• _WHAT YOU SHOULD DO_
Look for "bird" in the records and copy every line that has it.

□ □ □ □ □ □ □

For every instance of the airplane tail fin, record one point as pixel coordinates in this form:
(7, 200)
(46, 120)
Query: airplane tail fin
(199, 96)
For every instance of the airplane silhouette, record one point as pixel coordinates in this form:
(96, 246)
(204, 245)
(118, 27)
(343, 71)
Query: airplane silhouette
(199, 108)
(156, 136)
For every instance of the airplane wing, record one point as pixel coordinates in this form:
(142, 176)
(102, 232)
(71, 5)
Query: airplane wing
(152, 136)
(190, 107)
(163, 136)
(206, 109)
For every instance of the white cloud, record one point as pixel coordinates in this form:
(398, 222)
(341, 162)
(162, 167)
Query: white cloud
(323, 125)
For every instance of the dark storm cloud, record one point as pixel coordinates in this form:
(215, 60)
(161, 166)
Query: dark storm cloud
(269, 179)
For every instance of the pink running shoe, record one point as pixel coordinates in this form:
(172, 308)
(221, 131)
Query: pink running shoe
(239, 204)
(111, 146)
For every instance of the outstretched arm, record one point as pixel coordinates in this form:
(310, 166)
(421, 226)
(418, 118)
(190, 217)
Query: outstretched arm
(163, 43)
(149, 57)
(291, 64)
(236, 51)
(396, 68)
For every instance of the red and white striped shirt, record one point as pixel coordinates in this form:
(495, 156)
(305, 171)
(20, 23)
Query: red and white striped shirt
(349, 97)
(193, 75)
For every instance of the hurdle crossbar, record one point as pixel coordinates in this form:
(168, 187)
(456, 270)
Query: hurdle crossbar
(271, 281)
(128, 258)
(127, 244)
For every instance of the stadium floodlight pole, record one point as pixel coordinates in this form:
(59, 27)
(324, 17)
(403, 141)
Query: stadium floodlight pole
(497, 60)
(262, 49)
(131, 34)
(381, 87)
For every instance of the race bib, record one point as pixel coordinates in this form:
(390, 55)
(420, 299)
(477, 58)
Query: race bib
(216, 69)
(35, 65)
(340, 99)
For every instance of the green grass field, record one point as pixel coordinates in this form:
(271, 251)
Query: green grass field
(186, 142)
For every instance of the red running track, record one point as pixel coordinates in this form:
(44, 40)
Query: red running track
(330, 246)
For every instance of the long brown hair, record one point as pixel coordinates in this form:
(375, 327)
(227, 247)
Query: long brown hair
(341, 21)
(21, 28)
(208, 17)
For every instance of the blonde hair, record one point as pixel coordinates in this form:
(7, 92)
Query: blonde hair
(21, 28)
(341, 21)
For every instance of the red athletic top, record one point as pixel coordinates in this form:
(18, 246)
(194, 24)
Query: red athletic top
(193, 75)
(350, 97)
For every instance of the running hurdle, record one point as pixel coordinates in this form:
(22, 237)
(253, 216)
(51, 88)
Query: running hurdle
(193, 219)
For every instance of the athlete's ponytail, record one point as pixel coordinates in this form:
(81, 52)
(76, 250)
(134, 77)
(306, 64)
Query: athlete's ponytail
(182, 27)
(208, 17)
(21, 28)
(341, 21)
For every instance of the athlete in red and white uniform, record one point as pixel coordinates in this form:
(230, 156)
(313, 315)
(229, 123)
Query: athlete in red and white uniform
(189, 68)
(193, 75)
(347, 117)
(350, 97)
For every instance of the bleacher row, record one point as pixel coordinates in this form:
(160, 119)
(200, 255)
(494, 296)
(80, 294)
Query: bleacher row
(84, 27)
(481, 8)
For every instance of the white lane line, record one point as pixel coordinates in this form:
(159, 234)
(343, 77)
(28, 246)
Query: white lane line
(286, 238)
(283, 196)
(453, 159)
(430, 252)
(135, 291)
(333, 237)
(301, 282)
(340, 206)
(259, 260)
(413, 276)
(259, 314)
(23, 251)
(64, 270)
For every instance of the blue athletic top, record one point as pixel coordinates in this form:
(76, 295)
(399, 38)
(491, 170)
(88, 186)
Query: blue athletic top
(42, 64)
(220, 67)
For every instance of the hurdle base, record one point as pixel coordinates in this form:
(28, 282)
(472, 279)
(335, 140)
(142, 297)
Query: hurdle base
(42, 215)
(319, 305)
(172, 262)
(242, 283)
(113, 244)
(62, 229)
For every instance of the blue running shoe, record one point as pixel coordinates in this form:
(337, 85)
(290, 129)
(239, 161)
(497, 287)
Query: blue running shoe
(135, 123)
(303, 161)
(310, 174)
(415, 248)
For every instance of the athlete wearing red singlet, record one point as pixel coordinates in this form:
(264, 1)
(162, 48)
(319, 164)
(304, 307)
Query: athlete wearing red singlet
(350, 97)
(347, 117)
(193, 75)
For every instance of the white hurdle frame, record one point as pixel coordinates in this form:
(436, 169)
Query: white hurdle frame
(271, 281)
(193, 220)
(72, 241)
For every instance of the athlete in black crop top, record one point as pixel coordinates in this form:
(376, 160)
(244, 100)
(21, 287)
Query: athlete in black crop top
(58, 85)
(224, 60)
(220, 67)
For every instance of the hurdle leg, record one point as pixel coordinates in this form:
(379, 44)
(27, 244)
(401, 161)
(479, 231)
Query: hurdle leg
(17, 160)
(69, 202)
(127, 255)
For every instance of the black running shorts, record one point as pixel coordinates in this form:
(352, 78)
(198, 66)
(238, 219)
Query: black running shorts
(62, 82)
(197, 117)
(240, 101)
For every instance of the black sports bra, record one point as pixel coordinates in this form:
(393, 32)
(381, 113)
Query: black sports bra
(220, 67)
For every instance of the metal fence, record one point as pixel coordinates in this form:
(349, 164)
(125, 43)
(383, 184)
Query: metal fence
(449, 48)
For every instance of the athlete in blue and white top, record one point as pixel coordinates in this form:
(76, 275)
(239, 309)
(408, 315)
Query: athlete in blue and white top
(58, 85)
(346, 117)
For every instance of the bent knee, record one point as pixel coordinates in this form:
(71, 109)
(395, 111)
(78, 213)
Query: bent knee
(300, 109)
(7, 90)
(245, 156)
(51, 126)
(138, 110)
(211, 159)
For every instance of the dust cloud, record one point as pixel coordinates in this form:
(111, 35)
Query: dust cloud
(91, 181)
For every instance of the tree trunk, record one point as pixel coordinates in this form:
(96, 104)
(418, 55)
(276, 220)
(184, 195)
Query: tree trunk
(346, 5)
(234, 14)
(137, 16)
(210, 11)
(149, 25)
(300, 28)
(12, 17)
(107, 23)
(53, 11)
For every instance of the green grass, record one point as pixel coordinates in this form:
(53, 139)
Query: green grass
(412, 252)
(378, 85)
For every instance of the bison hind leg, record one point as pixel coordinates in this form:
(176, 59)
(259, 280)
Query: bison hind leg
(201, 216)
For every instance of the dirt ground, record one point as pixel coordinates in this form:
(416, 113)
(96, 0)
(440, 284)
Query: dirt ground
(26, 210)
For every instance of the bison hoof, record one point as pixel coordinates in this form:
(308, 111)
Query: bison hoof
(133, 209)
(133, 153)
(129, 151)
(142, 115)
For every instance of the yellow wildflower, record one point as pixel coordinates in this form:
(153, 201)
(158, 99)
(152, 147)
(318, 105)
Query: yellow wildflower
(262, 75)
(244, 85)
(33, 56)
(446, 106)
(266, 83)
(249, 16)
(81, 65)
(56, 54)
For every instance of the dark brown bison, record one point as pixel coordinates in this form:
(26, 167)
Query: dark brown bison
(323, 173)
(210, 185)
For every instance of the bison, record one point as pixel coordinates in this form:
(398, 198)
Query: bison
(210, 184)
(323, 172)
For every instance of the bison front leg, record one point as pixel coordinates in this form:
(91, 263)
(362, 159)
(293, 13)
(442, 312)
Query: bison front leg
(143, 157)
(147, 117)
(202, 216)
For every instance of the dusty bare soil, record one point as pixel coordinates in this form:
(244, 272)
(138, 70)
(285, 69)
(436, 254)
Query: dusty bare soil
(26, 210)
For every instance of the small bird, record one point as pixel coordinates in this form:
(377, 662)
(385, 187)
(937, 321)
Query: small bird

□ □ □ □ □ □ □

• _RESULT OF THIS EXERCISE_
For every instance of the small bird, record one point as pixel coordinates in this form:
Query: small bird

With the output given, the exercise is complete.